WHAT TO WORK ON:
The listing beneath should be written out in full, exactly as shown.

** begin EXTRACTED DATA **

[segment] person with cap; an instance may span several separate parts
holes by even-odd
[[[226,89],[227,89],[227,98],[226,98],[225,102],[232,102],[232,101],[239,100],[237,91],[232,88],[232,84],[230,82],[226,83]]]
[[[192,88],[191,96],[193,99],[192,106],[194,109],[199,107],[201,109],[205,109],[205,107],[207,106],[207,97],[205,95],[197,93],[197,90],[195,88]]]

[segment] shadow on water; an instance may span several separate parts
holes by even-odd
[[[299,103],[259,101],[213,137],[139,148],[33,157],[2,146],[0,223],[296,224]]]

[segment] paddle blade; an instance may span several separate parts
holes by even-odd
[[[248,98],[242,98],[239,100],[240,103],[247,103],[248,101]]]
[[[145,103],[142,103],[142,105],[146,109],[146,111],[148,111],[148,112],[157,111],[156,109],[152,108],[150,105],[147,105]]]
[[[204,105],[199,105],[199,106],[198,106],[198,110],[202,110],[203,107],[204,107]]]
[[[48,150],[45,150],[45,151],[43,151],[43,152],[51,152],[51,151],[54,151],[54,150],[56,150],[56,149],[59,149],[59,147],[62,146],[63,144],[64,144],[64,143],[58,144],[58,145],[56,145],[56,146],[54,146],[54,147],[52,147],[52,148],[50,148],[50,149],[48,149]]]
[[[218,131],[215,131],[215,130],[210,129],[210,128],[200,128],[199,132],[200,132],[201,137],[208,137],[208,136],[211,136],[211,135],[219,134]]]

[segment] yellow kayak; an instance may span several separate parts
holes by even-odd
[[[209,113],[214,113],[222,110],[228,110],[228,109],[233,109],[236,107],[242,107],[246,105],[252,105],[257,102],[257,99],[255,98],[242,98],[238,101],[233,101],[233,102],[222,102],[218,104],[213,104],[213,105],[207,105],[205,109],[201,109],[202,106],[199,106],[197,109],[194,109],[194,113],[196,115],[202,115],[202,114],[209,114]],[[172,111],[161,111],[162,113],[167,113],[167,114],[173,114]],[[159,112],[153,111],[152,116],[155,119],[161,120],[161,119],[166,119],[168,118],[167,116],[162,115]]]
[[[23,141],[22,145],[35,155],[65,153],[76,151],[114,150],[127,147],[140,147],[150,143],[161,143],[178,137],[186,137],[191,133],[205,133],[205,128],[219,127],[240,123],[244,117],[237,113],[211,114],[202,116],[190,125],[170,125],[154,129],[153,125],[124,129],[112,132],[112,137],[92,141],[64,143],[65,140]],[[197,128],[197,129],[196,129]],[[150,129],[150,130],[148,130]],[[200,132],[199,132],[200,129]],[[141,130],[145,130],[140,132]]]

** end EXTRACTED DATA **

CORRECT OUTPUT:
[segment] person with cap; an instance may span several separate parts
holes by even-odd
[[[226,89],[227,89],[227,98],[226,98],[225,102],[232,102],[232,101],[239,100],[237,91],[232,88],[232,84],[230,82],[226,83]]]
[[[192,88],[191,96],[193,99],[192,106],[194,109],[199,107],[201,109],[205,109],[205,107],[207,106],[207,97],[205,95],[197,93],[197,90],[195,88]]]

[segment] shadow on water; an instance may span several separate parts
holes by even-odd
[[[299,103],[259,101],[213,137],[139,148],[33,157],[2,146],[0,223],[296,224]]]

[segment] paddle blade; an instance may span several separate parts
holes by even-odd
[[[248,98],[242,98],[239,100],[240,103],[247,103],[248,101]]]
[[[145,103],[142,103],[142,105],[146,109],[146,111],[148,111],[148,112],[157,111],[156,109],[152,108],[150,105],[147,105]]]
[[[204,105],[199,105],[199,106],[198,106],[198,110],[202,110],[203,107],[204,107]]]
[[[48,150],[45,150],[45,151],[43,151],[43,152],[51,152],[51,151],[54,151],[54,150],[56,150],[56,149],[59,149],[59,147],[62,146],[63,144],[64,144],[64,143],[58,144],[58,145],[56,145],[56,146],[54,146],[54,147],[52,147],[52,148],[50,148],[50,149],[48,149]]]
[[[218,131],[215,131],[215,130],[210,129],[210,128],[200,128],[199,132],[200,132],[201,137],[208,137],[208,136],[211,136],[211,135],[219,134]]]

[segment] yellow kayak; an instance may span several separate parts
holes by even-odd
[[[209,113],[214,113],[222,110],[228,110],[228,109],[233,109],[236,107],[242,107],[246,105],[252,105],[257,102],[257,99],[255,98],[242,98],[238,101],[233,101],[233,102],[222,102],[218,104],[213,104],[213,105],[207,105],[205,109],[201,109],[202,106],[199,106],[197,109],[194,109],[194,113],[196,115],[202,115],[202,114],[209,114]],[[172,111],[161,111],[162,113],[167,113],[167,114],[173,114]],[[159,112],[153,111],[152,116],[155,119],[161,120],[161,119],[166,119],[168,118],[167,116],[162,115]]]
[[[23,141],[22,145],[35,155],[65,153],[76,151],[114,150],[127,147],[140,147],[150,143],[161,143],[178,137],[186,137],[191,133],[205,133],[205,128],[219,127],[240,123],[244,117],[237,113],[211,114],[202,116],[190,125],[170,125],[154,129],[153,125],[124,129],[112,132],[112,137],[92,141],[64,143],[65,140]],[[197,128],[197,129],[196,129]],[[150,129],[150,130],[148,130]],[[200,132],[199,132],[200,129]],[[141,130],[145,130],[140,132]]]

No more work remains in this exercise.